→ **REQUIRED TASK**
Entries follow. Set all of them down as they stand.

(Collected data)
■ ■ ■ ■ ■ ■ ■
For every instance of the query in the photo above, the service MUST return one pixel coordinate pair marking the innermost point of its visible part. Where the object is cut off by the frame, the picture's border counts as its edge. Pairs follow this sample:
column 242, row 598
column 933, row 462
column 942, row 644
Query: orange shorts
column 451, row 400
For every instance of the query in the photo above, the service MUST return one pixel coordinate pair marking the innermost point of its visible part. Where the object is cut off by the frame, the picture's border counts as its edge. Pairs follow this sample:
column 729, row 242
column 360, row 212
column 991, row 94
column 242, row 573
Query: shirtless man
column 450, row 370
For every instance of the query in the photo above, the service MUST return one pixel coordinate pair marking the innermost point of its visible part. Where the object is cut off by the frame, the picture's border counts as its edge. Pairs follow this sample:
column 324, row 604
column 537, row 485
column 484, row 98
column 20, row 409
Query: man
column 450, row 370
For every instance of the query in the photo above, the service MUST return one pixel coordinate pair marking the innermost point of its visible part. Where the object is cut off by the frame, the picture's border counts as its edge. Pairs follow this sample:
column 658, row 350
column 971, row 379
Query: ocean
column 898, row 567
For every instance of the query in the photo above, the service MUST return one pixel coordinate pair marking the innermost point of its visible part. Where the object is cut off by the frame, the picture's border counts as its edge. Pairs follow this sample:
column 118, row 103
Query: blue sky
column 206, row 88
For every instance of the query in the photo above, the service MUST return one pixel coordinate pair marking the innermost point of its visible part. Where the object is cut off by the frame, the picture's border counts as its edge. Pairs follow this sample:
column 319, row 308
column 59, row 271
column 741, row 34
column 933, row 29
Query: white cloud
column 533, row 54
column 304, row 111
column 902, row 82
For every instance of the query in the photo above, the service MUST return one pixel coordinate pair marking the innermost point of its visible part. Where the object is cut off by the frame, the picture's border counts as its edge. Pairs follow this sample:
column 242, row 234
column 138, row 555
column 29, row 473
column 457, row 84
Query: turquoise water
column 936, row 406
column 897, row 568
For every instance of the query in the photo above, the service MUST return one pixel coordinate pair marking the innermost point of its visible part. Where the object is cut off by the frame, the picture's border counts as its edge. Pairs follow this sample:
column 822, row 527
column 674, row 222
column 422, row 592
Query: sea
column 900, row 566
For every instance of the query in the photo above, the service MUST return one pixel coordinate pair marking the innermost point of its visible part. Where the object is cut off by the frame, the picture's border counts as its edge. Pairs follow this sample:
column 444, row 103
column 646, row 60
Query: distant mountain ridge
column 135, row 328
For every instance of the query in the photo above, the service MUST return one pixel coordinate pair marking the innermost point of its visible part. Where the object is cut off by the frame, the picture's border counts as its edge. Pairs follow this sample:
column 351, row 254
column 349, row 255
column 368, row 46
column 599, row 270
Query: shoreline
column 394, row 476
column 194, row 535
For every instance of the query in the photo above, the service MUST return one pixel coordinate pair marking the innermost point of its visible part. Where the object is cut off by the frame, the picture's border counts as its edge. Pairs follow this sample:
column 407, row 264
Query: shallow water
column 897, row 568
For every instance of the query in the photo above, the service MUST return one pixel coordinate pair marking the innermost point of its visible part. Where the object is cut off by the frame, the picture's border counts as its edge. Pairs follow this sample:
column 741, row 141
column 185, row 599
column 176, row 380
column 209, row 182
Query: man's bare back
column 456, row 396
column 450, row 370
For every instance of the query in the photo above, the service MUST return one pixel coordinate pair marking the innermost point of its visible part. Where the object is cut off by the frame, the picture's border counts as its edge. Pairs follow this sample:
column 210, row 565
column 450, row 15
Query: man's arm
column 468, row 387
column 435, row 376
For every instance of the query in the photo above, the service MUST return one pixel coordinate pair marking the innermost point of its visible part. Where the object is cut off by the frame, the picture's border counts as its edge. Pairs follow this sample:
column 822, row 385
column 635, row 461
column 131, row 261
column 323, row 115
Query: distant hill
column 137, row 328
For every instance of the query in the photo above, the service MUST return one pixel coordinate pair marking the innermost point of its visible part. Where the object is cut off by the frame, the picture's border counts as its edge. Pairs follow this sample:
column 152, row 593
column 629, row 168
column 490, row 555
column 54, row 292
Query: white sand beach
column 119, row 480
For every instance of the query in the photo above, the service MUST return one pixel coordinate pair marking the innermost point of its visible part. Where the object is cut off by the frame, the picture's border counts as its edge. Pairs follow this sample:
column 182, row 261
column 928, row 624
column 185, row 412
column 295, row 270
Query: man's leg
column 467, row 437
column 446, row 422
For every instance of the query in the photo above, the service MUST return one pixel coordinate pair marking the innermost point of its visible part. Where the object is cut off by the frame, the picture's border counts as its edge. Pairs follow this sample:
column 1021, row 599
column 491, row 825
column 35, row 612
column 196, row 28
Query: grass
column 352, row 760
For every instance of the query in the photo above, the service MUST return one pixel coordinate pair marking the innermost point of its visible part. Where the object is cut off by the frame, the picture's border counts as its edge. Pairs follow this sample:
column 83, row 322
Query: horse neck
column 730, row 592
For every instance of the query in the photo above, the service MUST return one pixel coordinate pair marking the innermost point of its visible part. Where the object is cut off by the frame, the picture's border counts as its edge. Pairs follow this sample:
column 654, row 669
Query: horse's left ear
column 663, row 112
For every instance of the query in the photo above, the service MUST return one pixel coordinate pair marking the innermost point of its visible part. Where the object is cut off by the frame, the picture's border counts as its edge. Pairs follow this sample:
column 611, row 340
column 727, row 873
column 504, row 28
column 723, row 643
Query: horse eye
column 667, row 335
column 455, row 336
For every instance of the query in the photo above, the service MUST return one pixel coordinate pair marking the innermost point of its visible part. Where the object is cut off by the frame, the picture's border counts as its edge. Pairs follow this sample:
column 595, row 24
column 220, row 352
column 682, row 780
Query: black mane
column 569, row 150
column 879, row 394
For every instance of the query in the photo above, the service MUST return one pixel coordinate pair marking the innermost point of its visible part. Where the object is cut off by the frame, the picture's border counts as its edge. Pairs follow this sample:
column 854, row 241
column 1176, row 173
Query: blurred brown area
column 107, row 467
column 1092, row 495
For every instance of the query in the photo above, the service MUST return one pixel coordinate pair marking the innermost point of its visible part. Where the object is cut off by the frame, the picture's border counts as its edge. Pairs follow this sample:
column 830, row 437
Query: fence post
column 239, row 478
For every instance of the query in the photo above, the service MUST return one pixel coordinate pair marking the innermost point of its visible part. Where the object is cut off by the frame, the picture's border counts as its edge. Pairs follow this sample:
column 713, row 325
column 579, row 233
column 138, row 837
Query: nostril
■ ■ ■ ■ ■ ■ ■
→ **FINISHED ANSWER**
For every instance of the query in the photo above, the service MUST return one pixel coordinate pair marking the innermost point of its visible part. Where the object is cut off by the frame, the picture's border counts as its edge. Pairs follow this sample:
column 242, row 598
column 933, row 462
column 942, row 644
Query: orange shorts
column 451, row 400
For every instance of the query in the photo above, the service MUST return one pixel coordinate pair marking the innermost point of its visible part. Where the object is cut off by the frame, the picture's border counts as its edge. Pairs follow this sample:
column 729, row 242
column 360, row 212
column 991, row 94
column 242, row 573
Query: shirtless man
column 450, row 370
For every instance of the query in the photo above, the service MUST return one pixel coordinate pair marking the innermost point of its visible part. Where the object is cut off by the frame, the picture's border counts as its edge. Pairs follow this sample:
column 324, row 604
column 537, row 485
column 484, row 98
column 20, row 409
Query: man
column 450, row 370
For every instance of the query in the photo above, the service MUST return one pixel coordinate pair marking the innermost point of its visible part. Where the object is cut off by the frame, the picture's border counts as its edge. Pairs follow this sample:
column 658, row 350
column 971, row 379
Query: ocean
column 898, row 567
For every instance of the query in the photo above, the service MUST return one pixel coordinate pair marking the innermost point of its visible part. Where the object is cut off by the frame, the picture's border counts as its edge. Pairs follow this sample:
column 118, row 103
Query: blue sky
column 206, row 88
For every instance of the query in the photo above, the service MUST return one pixel coordinate pair marking the innermost point of its visible part. Where the object is cut off by the frame, the picture's border counts as its edge. Pairs follow this sample:
column 319, row 308
column 59, row 271
column 741, row 34
column 933, row 29
Query: white cloud
column 533, row 54
column 304, row 111
column 902, row 82
For every instance of the query in the photo above, the service MUST return one pixel coordinate pair marking the innermost point of its visible part. Where the object is cut off by the frame, the picture's border counts as its edge. Pairs follow this sample:
column 242, row 234
column 138, row 555
column 29, row 473
column 457, row 84
Query: turquoise water
column 936, row 406
column 897, row 568
For every instance of the query in the photo above, the service MUST return one pixel coordinate pair marking the innermost point of its visible part. Where the object is cut off by the frame, the picture's border counts as its edge. Pairs follow this sample:
column 822, row 527
column 674, row 222
column 422, row 592
Query: sea
column 900, row 566
For every instance of the query in the photo above, the service MUST return one pixel coordinate pair marking the innermost point of its visible part. Where the object is cut off by the frame, the picture's border counts as its edge. Pairs follow this sample:
column 444, row 103
column 646, row 60
Query: distant mountain ridge
column 135, row 328
For every instance of the query in the photo above, the service MUST return one pixel coordinate pair marking the innermost point of its visible part. Where the object is cut off by the frame, the picture's border counts as its edge. Pairs follow this sample:
column 351, row 254
column 349, row 255
column 368, row 46
column 599, row 270
Query: shoreline
column 394, row 476
column 194, row 535
For every instance of the query in the photo above, the service MUST return one pixel coordinate pair marking the innermost point of its visible part. Where the object is cut off by the frame, the picture's border counts as its edge. Pairs follow this sample:
column 407, row 264
Query: shallow water
column 897, row 568
For every instance of the query in the photo above, the service MUST return one pixel coordinate pair marking the innermost point of its visible part. Where the object is cut off by the frame, the picture's border counts as its edge. Pairs follow this sample:
column 741, row 141
column 185, row 599
column 176, row 380
column 209, row 182
Query: man's bare back
column 456, row 396
column 450, row 370
For every instance of the query in the photo above, the service MUST return one pixel coordinate pair marking the innermost point of its visible part. Where the object is cut off by the frame, the picture's border counts as its edge. Pairs follow this sample:
column 210, row 565
column 450, row 15
Query: man's arm
column 468, row 387
column 435, row 376
For every instance of the query in the photo above, the service MUST return one pixel coordinate pair marking the innermost point of its visible part. Where the object is cut off by the frame, the picture's border counts as its edge. Pairs follow this sample:
column 822, row 385
column 635, row 461
column 131, row 261
column 323, row 115
Query: distant hill
column 137, row 328
For every instance of the query in the photo above, the service MUST return one pixel coordinate pair marking the innermost point of its visible part. Where the object is cut off by the frame, the picture's border counts as its edge. Pairs follow this sample:
column 152, row 593
column 629, row 168
column 490, row 555
column 54, row 292
Query: white sand beach
column 119, row 480
For every instance of the query in the photo above, the service MUST return one pixel coordinate pair marking the innermost point of its visible part. Where the object is cut off by the frame, the picture's border counts as its edge. Pairs follow this sample:
column 182, row 261
column 928, row 624
column 185, row 412
column 295, row 270
Query: man's leg
column 467, row 437
column 446, row 422
For every instance of the query in the photo above, the service MUST return one pixel coordinate pair marking the innermost point of its visible part. Where the object is cut off by the frame, the picture's border counts as its edge. Pairs follow this sample:
column 1021, row 599
column 491, row 825
column 35, row 612
column 196, row 28
Query: grass
column 352, row 760
For every instance of the query in the photo above, the service MUST return one pixel coordinate pair marking the innermost point of its visible part. Where the object is cut off by the frame, the picture's border counts as its edge. Pairs follow this sample:
column 83, row 322
Query: horse neck
column 730, row 592
For every instance of the query in the photo above, the service MUST return one pixel coordinate pair marking the innermost point of its visible part. Where the object is cut off by the frame, the picture's border counts as its edge. Pairs follow this sample:
column 654, row 669
Query: horse's left ear
column 663, row 112
For every instance of the query in the photo above, the service MUST return one pixel coordinate pair marking the innermost point of its visible part. Where the object is cut off by the frame, the picture's border counts as its edge. Pairs follow this sample:
column 611, row 340
column 727, row 873
column 504, row 28
column 723, row 643
Query: horse eye
column 667, row 335
column 455, row 336
For every instance of the query in the photo above, the service MUST return one pixel coordinate pair marking the innermost point of its visible part. Where the object is cut off by the frame, the picture's border counts as its edge. Pairs follow this sample:
column 595, row 24
column 220, row 352
column 682, row 780
Query: black mane
column 569, row 150
column 879, row 394
For every instance of the query in the photo above, the service MUST return one pixel coordinate pair marking the innermost point of its visible part. Where the object is cut off by the frame, the picture's border counts as its edge. Pairs follow this sample:
column 854, row 241
column 1176, row 173
Query: blurred brown area
column 107, row 467
column 1092, row 495
For every instance of the query in the photo above, the service MUST return one pixel coordinate pair marking the innermost point of its visible part. Where the object is cut off by the frame, the picture's border counts as its edge. Pairs follow this sample:
column 830, row 437
Query: fence post
column 239, row 478
For every instance of the query in the photo above, the service MUST return one pixel coordinate pair marking the innermost point of its visible part. Where the object is cut off by the frame, the picture's border counts as its edge. Pairs follow this sample:
column 713, row 325
column 579, row 233
column 138, row 837
Query: nostril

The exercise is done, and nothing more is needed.